▶ [Tasks to perform]
A. Please retype the Tiko 3D printer passage word for word, starting with "Tiko advertised WiFi printing" and going on through "this is a win.".
B. In the Tiko 3D printer passage, which Texas Instruments microcontroller did Tiko choose to get WiFi?
C. Carry on writing the Tiko 3D printer passage from the point where it stops.

▶ [Source document]
-*-*-

Tiko put a lot of innovation into their unibody frame. Unfortunately, they decided to extend that innovation to the rest of the printer. Even before the Tiko Kickstarter was a week old, the 3D printer forumheads had questions about the Tiko printer.

The usual method for linear motion in a 3D printer is a stepper motor. NEMA 17 stepper motors are par for the course. The historical pricing of NEMA 17 motors is itself interesting: back in 2008, before the RepRap project came to fruition, it wasn’t unrealistic to spend $40 on a single NEMA 17 motor with a driver. Now, you can pick up the same parts for less than half that cost.

Instead of relying on the ecosystem that has enabled very inexpensive printers, Tiko chose to go their own way. They used cheaper but much lower torque stepper motors on their printer. This would cause severe issues with the printer. Of the over four thousand units Tiko shipped, there were far too many reports of layer shifting and missed steps than you would expect. In the most severe cases, the Tiko printer could not print a simple cube.

This should be a cube. Because of poor component selection, the Tiko printer was not reliable. Image source.
This should be a cube. Because of poor component selection, the Tiko printer was not reliable. Image source.

Even in the electronics, Tiko strove for innovation.

Right now, the state of electronics for 3D printers is heavily derived from the original RepRap projects. Derivatives of the Arduino Mega, using the ATmega2560 and ATmega32u2 microcontrollers, are the norm. The new LulzBot Brain Box uses a RAMBo board with this microcontroller. The electronics for the vast majority of 3D printers is derived from those initial 3D printer experiments, and that means a decade of technical debt.

Tiko advertised WiFi printing during their Kickstarter campaign. Right now, the easy way to do a WiFi printer would be a standard ATmega-based controller board with an ESP8266 WiFi module. This would be easy, but it wouldn’t be cheap. Instead of the easy solution, Tiko turned to a neat WiFi-enabled microcontroller released by Texas Instruments. The CC3200 gave the Tiko a powerful ARM Cortex-M4 microcontroller and WiFi. Given the smooth acceleration found in even the cheapest ARM controller boards, this is a win.

-*-*-

▶ [Stored data]

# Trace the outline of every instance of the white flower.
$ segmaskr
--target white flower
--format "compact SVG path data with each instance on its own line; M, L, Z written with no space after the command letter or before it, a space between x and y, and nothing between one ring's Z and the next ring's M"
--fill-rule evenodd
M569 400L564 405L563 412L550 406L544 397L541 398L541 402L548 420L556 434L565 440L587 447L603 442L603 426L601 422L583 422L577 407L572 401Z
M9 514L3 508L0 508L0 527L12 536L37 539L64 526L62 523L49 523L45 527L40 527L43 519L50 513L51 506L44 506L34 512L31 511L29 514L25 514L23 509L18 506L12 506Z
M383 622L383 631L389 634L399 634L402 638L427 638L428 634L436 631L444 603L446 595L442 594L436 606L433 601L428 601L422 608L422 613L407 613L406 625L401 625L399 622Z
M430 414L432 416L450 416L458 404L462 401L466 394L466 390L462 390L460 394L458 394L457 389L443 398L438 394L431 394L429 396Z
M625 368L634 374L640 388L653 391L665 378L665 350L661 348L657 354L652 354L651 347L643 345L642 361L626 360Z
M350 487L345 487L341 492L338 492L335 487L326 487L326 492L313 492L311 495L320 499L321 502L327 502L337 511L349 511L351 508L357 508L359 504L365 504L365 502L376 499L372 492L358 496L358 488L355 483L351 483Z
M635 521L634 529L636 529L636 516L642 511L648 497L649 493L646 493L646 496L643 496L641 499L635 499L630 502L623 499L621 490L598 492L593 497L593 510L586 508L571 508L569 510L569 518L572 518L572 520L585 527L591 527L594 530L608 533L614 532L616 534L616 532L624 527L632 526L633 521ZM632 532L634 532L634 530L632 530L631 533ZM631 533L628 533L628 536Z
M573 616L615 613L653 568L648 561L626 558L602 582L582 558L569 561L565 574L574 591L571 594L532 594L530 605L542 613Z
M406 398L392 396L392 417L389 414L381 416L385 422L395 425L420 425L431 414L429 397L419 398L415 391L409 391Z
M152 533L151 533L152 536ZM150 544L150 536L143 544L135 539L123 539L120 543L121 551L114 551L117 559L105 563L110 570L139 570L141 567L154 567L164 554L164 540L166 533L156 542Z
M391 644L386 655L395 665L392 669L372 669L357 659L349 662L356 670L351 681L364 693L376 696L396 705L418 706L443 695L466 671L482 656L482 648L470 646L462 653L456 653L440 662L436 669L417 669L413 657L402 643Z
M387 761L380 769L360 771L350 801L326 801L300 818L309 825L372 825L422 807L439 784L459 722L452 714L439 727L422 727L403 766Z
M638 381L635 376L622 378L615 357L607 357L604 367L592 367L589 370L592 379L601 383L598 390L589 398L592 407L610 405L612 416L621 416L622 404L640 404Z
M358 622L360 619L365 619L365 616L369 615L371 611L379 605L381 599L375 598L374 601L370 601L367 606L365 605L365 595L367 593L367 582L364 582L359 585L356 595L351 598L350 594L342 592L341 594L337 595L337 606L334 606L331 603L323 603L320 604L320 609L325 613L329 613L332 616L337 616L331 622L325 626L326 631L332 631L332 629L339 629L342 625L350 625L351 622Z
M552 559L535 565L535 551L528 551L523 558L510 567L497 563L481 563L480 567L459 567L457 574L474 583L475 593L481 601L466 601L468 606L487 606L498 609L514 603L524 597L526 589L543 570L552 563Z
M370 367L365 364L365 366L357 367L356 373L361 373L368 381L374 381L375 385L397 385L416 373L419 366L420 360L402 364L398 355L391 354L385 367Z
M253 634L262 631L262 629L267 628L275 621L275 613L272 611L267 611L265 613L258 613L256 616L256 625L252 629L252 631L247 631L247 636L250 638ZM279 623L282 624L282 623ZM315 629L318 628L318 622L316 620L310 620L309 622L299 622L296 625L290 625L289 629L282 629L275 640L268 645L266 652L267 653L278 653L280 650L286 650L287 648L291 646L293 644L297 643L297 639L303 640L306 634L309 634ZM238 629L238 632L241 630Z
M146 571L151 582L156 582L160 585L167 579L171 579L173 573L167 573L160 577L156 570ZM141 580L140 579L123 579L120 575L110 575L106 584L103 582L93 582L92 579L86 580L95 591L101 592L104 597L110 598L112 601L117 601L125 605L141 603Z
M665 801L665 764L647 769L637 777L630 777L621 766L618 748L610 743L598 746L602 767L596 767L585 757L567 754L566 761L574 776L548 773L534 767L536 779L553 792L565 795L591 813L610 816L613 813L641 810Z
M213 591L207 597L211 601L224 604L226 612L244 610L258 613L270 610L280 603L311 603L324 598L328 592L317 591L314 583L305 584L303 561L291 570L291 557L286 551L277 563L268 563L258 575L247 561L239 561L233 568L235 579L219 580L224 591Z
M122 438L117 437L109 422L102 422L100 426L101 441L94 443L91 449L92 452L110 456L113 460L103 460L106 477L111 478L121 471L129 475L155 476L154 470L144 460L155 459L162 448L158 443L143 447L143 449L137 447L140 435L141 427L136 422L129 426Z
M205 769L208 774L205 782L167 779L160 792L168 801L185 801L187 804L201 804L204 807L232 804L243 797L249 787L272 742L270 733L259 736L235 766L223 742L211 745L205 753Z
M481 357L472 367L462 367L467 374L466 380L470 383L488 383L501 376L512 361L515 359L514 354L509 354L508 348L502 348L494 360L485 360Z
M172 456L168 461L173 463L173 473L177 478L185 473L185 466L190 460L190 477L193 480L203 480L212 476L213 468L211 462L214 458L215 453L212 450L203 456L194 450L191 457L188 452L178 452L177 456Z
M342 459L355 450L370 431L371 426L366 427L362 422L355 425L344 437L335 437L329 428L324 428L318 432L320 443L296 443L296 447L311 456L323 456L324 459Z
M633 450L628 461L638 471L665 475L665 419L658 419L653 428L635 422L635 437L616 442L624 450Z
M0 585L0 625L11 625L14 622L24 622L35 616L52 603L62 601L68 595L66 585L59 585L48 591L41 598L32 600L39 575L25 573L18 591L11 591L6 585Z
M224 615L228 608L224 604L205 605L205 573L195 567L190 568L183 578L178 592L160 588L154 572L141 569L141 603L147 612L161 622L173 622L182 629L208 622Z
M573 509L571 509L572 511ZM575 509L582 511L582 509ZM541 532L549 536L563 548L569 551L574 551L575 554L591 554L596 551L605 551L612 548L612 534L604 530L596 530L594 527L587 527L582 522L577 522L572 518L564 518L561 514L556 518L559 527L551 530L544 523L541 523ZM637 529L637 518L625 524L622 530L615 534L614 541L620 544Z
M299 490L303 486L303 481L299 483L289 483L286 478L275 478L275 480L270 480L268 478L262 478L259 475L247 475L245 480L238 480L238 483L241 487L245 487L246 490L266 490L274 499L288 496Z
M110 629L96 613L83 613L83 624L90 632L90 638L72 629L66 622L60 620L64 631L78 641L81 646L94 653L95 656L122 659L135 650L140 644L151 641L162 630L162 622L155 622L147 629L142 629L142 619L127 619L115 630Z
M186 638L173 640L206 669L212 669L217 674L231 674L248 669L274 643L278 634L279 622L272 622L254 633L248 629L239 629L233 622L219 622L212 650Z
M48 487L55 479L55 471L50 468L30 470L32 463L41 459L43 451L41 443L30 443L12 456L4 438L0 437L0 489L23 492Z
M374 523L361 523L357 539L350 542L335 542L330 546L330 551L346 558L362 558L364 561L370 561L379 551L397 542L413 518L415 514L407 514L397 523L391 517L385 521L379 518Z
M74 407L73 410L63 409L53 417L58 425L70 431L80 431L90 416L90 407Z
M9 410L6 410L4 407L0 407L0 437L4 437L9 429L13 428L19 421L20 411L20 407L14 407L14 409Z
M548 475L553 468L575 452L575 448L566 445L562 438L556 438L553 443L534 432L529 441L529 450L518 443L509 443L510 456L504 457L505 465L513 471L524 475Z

-*-*-

▶ [Solved problems]
A.
Tiko advertised WiFi printing during their Kickstarter campaign. Right now, the easy way to do a WiFi printer would be a standard ATmega-based controller board with an ESP8266 WiFi module. This would be easy, but it wouldn’t be cheap. Instead of the easy solution, Tiko turned to a neat WiFi-enabled microcontroller released by Texas Instruments. The CC3200 gave the Tiko a powerful ARM Cortex-M4 microcontroller and WiFi. Given the smooth acceleration found in even the cheapest ARM controller boards, this is a win.

B. The CC3200.

C.
But there’s a reason everyone keeps using older Arduino-based controller boards. Nearly all the firmware for 3D printers is built around the Arduino Mega. Building a printer controller board around a relatively new part means building everything from scratch. This is development time Tiko didn’t have, and engineering time Tiko couldn’t afford.

Despite this, Tiko actually managed to build and ship over four thousand printers. Given Tiko took in nearly three million dollars from 16,000 Kickstarter backers, this doesn’t sound like much. Consider the decisions Tiko made, and it’s remarkable. They had ordered their complete BOM before a prototype was finalized. The decision to use cheap stepper motors led directly to the very poor performance of the finalized design. The efforts to fix hardware problems in software were not effective. Eventually, Tiko had too much technical debt to pay off. It certainly didn’t help that this was a 3D printer selling for a bargain-basement price, either. There’s only so much margin on a $200 printer, and from the start there wasn’t much left over for the engineering needed to make a good, cheap 3D printer.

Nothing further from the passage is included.